> [Selected excerpt]
Alcoholic Daddy has suffered a severe relapse, folks. Last week was a good week, and this week was a very, very bad week.

Evidently, Ken O'Keefe got into the Seagram's and started downing gimlets like they were stem cells and he was Michael J. Fox. While we can certainly appreciate his tastes in tipple, perhaps a road game in which Iowa had three scholarship receivers dressed isn't the right opportunity for Christensen to throw the ball 40 times.

Sadly, though, we had to sit and watch in horror as Alcoholic Daddy stumbled through the door, punched the birthday clown, and screamed, "This is what you wanted!" over and over while the children cried. Except instead of a birthday party, it was a football game, but whatever.

If you really want to see institutionalized ineptitude, you'll be rooting for Iowa to come out in a spread formation this Saturday.

> [What you need to do]
A. How would you put "Last week was a good week, and this week was a very, very bad week." from the Iowa football post into Spanish?
B. Return everything in the Iowa football post from "Evidently, Ken O'Keefe" down to "formation this Saturday.".
C. Can you carry the Iowa football post forward past its final sentence?

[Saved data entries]
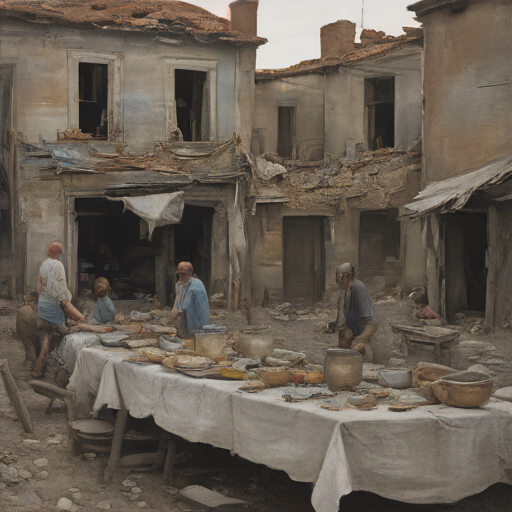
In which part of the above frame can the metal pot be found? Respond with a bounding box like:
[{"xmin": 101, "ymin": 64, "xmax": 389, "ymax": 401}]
[
  {"xmin": 324, "ymin": 348, "xmax": 363, "ymax": 392},
  {"xmin": 235, "ymin": 327, "xmax": 274, "ymax": 359}
]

> [Answers for this exercise]
A. La semana pasada fue una buena semana, y esta semana fue una semana muy, muy mala.

B.
Evidently, Ken O'Keefe got into the Seagram's and started downing gimlets like they were stem cells and he was Michael J. Fox. While we can certainly appreciate his tastes in tipple, perhaps a road game in which Iowa had three scholarship receivers dressed isn't the right opportunity for Christensen to throw the ball 40 times.

Sadly, though, we had to sit and watch in horror as Alcoholic Daddy stumbled through the door, punched the birthday clown, and screamed, "This is what you wanted!" over and over while the children cried. Except instead of a birthday party, it was a football game, but whatever.

If you really want to see institutionalized ineptitude, you'll be rooting for Iowa to come out in a spread formation this Saturday.

C.
So said I before the Illinois game. Iowa stuck to their guns, fed AY the ball almost 30 times, and controlled the clock and pace of the game.

Such was not the case, unfortunately, against Purdue. No, while Christensen was flinging the ball all over the place, Young didn't touch the ball in the second half.

"THIS IS WHAT YOU WANTED! THE OFFENSE IS OPENED UP! WE'RE USING THE WHOLE FIELD! AAARRARRGHGHGHHH!!" O'Keefe yelled. And we, like poor, beaten, depressed young children, hung our heads in shame and blamed ourselves.

Let's get some coaches sent off in handcuffs or something. It's time to end the cycle of pain.